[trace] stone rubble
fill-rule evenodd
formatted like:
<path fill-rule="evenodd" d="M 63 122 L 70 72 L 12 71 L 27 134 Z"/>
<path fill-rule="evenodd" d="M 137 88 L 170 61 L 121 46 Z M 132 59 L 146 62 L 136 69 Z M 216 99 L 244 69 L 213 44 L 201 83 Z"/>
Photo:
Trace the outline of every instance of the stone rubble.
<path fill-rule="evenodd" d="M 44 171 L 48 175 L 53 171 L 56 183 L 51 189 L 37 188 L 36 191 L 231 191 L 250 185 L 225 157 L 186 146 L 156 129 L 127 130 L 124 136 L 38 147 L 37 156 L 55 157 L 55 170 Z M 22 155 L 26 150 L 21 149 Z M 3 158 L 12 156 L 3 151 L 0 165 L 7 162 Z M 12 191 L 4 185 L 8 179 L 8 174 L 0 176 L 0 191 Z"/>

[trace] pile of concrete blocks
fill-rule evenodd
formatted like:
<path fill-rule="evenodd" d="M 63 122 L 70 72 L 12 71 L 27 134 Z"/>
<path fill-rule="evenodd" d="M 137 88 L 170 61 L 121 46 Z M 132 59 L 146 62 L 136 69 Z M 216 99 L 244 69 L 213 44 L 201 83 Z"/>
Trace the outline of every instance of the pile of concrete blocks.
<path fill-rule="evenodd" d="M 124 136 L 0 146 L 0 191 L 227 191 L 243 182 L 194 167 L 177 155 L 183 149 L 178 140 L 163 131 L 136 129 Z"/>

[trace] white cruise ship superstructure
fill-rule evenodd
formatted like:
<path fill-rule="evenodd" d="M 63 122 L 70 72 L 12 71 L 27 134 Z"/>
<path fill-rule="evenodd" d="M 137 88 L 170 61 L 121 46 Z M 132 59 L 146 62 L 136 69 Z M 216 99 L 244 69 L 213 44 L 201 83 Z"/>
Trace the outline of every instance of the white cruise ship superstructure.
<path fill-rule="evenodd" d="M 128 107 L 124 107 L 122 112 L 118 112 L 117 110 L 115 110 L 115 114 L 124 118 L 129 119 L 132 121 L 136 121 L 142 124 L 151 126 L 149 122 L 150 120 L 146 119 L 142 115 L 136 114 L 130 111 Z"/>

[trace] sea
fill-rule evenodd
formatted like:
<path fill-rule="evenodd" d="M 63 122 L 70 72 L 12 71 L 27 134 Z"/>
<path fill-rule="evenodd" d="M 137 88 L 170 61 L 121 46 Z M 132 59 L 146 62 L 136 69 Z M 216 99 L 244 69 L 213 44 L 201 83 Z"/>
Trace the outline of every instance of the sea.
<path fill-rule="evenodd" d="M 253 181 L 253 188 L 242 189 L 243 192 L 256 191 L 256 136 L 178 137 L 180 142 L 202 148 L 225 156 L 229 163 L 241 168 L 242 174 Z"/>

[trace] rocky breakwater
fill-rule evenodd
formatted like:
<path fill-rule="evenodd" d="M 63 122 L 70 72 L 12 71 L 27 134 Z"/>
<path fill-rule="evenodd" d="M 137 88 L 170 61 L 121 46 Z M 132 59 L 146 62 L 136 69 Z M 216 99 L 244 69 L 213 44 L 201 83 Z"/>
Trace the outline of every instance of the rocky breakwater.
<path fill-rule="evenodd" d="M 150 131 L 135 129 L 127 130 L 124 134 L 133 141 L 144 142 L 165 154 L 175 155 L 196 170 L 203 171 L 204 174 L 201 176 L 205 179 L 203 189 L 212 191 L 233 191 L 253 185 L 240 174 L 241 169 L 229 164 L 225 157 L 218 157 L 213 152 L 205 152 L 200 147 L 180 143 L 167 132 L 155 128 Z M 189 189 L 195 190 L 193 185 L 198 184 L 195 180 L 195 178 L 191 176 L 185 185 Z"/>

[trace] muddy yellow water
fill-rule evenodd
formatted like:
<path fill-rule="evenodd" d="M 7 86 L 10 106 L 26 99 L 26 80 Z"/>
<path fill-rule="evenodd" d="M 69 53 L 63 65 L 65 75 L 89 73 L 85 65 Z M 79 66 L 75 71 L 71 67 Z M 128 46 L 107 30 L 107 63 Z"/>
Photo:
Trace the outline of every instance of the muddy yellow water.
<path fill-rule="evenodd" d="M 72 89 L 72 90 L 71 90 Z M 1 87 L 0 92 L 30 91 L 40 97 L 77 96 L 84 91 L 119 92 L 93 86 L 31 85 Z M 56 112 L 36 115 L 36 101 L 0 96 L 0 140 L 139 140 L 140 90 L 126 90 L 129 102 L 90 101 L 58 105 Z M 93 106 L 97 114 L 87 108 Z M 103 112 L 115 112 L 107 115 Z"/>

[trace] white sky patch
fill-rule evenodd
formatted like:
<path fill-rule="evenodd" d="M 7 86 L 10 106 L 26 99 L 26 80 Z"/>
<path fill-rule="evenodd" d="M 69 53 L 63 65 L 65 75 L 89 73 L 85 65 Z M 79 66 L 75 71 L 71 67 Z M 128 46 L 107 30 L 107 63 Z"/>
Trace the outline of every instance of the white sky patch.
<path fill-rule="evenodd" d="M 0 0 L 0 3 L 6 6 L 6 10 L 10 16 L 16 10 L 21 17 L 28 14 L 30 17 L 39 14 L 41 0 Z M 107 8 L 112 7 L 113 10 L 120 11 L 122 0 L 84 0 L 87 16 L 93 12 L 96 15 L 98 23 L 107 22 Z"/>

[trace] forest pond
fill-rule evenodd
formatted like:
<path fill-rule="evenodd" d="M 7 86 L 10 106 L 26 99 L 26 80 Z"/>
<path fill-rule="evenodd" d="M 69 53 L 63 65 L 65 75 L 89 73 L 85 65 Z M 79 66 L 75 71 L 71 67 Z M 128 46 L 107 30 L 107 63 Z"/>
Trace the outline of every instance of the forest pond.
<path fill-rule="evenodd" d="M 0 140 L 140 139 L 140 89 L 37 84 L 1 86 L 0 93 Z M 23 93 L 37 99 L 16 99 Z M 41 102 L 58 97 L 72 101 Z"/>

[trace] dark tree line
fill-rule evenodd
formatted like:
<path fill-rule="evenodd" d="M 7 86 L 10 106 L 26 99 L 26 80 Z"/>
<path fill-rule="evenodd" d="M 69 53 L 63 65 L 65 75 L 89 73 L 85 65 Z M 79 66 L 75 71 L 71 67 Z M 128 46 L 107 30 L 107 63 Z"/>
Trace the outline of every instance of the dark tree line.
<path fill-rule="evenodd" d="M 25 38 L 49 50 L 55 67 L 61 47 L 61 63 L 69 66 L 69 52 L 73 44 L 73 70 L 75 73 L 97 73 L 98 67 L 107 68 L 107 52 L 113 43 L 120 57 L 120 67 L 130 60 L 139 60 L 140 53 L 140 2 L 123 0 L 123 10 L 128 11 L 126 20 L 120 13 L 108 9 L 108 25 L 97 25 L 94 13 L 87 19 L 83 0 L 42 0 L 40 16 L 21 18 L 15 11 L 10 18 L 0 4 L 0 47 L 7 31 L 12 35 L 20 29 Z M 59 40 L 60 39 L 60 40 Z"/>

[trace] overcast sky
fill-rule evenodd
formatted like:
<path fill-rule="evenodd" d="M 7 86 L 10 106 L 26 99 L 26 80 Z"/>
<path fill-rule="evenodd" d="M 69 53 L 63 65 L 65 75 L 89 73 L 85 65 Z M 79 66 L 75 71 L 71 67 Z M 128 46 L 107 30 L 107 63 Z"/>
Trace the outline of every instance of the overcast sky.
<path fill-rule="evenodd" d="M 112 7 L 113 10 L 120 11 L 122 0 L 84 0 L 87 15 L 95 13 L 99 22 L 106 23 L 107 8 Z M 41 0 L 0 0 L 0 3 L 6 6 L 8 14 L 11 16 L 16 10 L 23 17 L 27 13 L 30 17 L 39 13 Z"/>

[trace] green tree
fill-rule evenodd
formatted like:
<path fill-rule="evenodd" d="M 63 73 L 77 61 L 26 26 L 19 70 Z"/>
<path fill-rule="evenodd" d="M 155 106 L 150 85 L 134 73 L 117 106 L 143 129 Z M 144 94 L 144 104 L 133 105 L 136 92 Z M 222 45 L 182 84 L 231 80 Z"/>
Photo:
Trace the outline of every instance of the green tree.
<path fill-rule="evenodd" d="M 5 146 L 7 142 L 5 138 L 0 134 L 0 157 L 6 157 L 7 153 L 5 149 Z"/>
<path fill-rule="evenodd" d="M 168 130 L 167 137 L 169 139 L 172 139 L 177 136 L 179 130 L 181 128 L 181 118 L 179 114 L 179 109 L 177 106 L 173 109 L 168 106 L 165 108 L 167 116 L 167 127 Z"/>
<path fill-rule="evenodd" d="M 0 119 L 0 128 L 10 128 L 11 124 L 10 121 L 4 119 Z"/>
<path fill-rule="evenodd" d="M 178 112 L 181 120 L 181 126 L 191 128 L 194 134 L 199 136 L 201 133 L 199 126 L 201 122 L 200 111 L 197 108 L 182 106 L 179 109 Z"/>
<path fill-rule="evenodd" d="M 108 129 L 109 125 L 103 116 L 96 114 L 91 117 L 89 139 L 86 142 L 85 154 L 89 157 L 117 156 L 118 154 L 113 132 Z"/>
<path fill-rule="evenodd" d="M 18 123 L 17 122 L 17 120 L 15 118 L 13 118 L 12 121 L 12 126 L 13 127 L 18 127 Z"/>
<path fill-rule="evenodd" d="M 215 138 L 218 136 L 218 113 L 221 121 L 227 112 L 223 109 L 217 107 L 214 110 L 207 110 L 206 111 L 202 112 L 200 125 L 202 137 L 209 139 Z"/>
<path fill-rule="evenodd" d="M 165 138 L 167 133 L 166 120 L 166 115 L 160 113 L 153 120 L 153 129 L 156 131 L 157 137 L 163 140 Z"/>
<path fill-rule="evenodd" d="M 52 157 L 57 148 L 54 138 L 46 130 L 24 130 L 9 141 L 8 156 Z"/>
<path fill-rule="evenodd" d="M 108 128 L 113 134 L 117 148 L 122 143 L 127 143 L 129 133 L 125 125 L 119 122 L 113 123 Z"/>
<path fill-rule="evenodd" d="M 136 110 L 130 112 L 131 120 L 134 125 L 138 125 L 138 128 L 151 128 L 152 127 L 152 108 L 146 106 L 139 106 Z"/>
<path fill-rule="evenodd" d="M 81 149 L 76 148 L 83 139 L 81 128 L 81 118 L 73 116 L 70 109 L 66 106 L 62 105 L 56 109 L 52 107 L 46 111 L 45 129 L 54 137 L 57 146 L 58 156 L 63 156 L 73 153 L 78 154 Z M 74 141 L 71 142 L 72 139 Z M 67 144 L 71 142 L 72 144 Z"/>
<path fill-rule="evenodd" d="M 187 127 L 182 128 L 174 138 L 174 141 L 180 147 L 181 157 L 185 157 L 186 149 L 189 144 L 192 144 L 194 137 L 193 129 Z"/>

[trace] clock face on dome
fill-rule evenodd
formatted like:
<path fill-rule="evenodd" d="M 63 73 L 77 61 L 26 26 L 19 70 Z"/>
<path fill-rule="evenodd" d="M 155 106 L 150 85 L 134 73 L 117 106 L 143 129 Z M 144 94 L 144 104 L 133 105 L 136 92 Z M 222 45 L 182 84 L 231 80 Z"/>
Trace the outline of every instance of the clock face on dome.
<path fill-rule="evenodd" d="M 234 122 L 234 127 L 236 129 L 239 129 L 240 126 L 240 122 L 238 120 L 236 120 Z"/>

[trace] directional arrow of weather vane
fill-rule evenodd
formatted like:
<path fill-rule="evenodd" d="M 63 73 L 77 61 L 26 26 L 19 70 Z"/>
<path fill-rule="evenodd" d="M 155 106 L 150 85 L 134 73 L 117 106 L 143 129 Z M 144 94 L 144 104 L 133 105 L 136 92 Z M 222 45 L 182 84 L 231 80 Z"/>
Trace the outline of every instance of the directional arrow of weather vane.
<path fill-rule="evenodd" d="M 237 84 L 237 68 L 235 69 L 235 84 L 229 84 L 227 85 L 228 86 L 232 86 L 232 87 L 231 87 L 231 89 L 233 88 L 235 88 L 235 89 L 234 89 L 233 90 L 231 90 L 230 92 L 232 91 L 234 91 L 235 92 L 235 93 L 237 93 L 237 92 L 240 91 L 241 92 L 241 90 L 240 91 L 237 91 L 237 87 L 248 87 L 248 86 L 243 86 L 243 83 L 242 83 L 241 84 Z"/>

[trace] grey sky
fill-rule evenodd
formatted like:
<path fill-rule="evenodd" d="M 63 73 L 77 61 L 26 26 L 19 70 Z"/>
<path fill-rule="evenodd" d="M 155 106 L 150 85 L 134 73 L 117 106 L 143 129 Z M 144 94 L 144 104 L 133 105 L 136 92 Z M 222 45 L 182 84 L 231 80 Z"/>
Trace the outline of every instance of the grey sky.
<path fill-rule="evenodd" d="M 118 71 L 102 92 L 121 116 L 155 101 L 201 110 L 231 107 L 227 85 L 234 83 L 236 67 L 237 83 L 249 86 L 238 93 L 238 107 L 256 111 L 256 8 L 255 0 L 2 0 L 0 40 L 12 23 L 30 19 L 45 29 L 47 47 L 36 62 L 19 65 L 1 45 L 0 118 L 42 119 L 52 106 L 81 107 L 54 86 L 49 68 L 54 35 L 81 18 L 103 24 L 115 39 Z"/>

WHAT TO WORK ON: Begin at the line containing "[trace] grey sky" and reproduce each line through the end of the records above.

COMPLETE OUTPUT:
[trace] grey sky
fill-rule evenodd
formatted like:
<path fill-rule="evenodd" d="M 63 73 L 77 61 L 26 26 L 19 70 Z"/>
<path fill-rule="evenodd" d="M 155 106 L 150 85 L 134 73 L 117 106 L 143 129 Z M 144 94 L 144 104 L 133 105 L 136 92 Z M 222 45 L 182 84 L 231 80 Z"/>
Trace the outline of every instance of the grey sky.
<path fill-rule="evenodd" d="M 118 71 L 102 92 L 121 116 L 155 101 L 201 110 L 231 107 L 227 85 L 234 83 L 236 67 L 237 83 L 249 86 L 238 93 L 238 107 L 256 111 L 256 8 L 255 0 L 2 0 L 0 40 L 12 23 L 30 19 L 45 29 L 47 47 L 36 62 L 19 65 L 1 45 L 0 118 L 42 119 L 52 106 L 81 107 L 54 86 L 49 68 L 54 35 L 81 18 L 103 24 L 115 39 Z"/>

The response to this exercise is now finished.